● **Tasks to carry out**:
(a) In the Talbots retirement plan document, what kind of plan is the SERP described as?
(b) According to the Talbots retirement plan document, why does the SERP pay certain defined benefit pension benefits to selected employees?
(c) Reproduce the section of the Talbots retirement plan document starting at "NOW, THEREFORE, the" and ending at "the Pension Plan.".

● **Passage to read**:
┌──

THE TALBOTS, INC. UMBRELLA SUPPLEMENTAL RETIREMENT PLAN (Effective as of May 25, 2005)

Contract Categories: Human Resources - Retirement Agreements
EX-10.1 2 ex101.htm UMBRELLA SUPPLEMENTAL RETIREMENT PLAN Exhibit 10.1

Exhibit 10.1

 

THE TALBOTS, INC. UMBRELLA

SUPPLEMENTAL RETIREMENT PLAN

 

(Effective as of May 25, 2005)

 

 

 

 

 



  

THE TALBOTS, INC. UMBRELLA

SUPPLEMENTAL RETIREMENT PLAN

 

WHEREAS, The Talbots, Inc. (the “Company”) sponsors The Talbots, Inc. Retirement Plan (the “Pension Plan”), which is a tax-qualified defined benefit pension plan that provides for the payment of certain retirement benefits to Pension Plan participants; and

                 WHEREAS, the Company also sponsors The Talbots, Inc. Supplemental Retirement Plan (the “SERP”), which is a nonqualified pension plan that provides for the payment to selected employees of certain defined benefit pension benefits that cannot be provided under the Pension Plan due to limitations imposed by law; and

 

                 WHEREAS, with the approval of the Compensation Committee of the Company’s Board of Directors, the Company wishes to establish an umbrella supplemental pension plan for one of its senior executive officers, which plan shall be separate from the Pension Plan and from the SERP, to provide for the payment of certain additional pension benefits to or for such senior executive officer;

NOW, THEREFORE, the following shall constitute the terms and conditions of The Talbots, Inc. Umbrella Supplemental Retirement Plan (the “Umbrella Plan”):

1.

Definitions.

Capitalized terms used but not defined herein shall have the meanings ascribed to them in the Pension Plan and/or the SERP.

(a)     “Administrative Committee” means the Administrative Committee appointed under the Pension Plan.

└──

● **Raw data**:

┌──

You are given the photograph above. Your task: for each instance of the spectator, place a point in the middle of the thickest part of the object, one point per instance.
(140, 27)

└──

● **Results of the exercise**:
(a) A nonqualified pension plan.

(b) The SERP pays benefits that the tax-qualified Pension Plan cannot provide because of limitations imposed by law.

(c)
NOW, THEREFORE, the following shall constitute the terms and conditions of The Talbots, Inc. Umbrella Supplemental Retirement Plan (the “Umbrella Plan”):

1.

Definitions.

Capitalized terms used but not defined herein shall have the meanings ascribed to them in the Pension Plan and/or the SERP.

(a)     “Administrative Committee” means the Administrative Committee appointed under the Pension Plan.